Request >> Change every "fattest" in the data below to "widest" and leave the rest untouched.

start Record extracts

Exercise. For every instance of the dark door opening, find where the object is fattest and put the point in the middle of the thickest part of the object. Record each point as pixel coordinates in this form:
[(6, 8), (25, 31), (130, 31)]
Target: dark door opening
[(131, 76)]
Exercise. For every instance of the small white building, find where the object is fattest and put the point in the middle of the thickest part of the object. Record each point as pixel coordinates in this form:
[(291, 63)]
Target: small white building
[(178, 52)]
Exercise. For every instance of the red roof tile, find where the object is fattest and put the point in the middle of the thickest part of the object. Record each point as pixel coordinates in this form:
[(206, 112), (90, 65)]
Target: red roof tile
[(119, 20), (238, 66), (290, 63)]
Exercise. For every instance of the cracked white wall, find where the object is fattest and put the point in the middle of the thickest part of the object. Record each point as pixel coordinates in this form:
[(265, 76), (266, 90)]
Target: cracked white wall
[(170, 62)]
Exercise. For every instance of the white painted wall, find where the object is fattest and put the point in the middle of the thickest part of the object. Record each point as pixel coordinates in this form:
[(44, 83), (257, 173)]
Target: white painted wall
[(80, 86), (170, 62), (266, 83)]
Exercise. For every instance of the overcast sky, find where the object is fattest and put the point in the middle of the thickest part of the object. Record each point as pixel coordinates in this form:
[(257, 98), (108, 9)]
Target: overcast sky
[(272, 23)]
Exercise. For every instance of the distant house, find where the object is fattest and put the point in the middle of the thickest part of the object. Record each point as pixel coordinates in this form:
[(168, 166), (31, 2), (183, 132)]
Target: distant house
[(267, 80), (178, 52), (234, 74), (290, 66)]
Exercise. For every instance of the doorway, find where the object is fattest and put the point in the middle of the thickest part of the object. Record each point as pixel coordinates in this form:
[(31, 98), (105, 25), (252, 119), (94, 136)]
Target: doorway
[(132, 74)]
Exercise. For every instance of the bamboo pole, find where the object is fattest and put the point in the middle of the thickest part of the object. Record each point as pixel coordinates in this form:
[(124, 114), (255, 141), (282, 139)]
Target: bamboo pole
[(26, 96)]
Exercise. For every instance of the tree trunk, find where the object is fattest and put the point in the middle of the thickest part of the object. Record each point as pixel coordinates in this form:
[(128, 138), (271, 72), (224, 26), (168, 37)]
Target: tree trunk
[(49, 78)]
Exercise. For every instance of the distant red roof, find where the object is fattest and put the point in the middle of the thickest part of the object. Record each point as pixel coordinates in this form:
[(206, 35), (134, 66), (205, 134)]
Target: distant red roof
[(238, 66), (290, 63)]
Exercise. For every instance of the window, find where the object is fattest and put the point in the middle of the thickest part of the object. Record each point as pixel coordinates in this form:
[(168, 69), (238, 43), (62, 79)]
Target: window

end Record extracts

Written solution >>
Exercise. For every instance of the dark door opening, find where the object is widest and put the point in the middle of the thickest part of the object. Record each point as pixel coordinates in this form:
[(6, 8), (25, 31), (130, 31)]
Target: dark door opening
[(131, 76)]
Exercise. For every instance of the small white building, find where the object is widest and put the point in the middle of the thickest part of the object. Record each point as pixel coordinates in this form:
[(291, 63)]
Target: small white building
[(178, 52)]
Exercise. For every instance of the red roof tile, find where the object is widest and put the point in the middle of the thickest part of the object. Record each point as pixel coordinates in this form:
[(206, 112), (90, 65)]
Target: red roof tile
[(119, 20), (238, 66), (290, 63)]
Exercise. For every instance of the cracked white wall, find where the object is widest and put the point in the middle of the thickest part of the object. Record each point as pixel coordinates in this form:
[(265, 76), (266, 90)]
Target: cracked white wall
[(170, 62)]
Exercise. For every instance of the white painted wall, find where the object is widest and put the point in the middle of the thickest part of the object. Record each point as pixel coordinates in this form:
[(44, 83), (257, 173)]
Target: white painted wall
[(80, 86), (170, 62), (266, 83)]
Exercise. For every instance of the overcast sky, find where the object is widest and put the point in the middle of the thickest part of the object. Record each point as pixel coordinates in this form:
[(257, 98), (108, 9)]
Target: overcast sky
[(272, 23)]
Exercise. For every instance of the distant house, find where the object is widest and put the point in the middle of the thickest part of the object. Record each point as pixel coordinates in this form:
[(168, 166), (31, 2), (183, 132)]
Target: distant house
[(267, 80), (178, 52), (234, 74), (290, 66)]
Exercise. For every instance of the doorway, find where the object is widest and put the point in the middle of the thickest part of the object. Record each point as pixel coordinates in this form:
[(31, 98), (105, 25), (252, 119), (94, 136)]
Target: doorway
[(132, 74)]
Exercise. For every instance of the bamboo pole, find where the object is widest and put the point in the middle of the thickest part of the object. Record each point as pixel coordinates in this form:
[(124, 114), (255, 141), (282, 139)]
Target: bamboo pole
[(26, 96)]
Exercise. For every instance of the tree trunk, find where the object is widest and put the point in the middle of the thickest part of the object. Record each point as pixel coordinates in this form:
[(128, 138), (271, 72), (224, 26), (168, 37)]
Target: tree trunk
[(49, 78)]
Exercise. For every instance of the distant red roof, find where the object is widest and put the point in the middle of the thickest part of the object. Record each point as pixel coordinates in this form:
[(206, 35), (134, 66), (205, 134)]
Target: distant red roof
[(238, 66), (290, 63)]
Exercise. For every instance of the window, find where the object is widest and put the point in the middle of the thickest part of the object. Record each point as pixel coordinates in this form:
[(168, 69), (238, 43), (62, 79)]
Target: window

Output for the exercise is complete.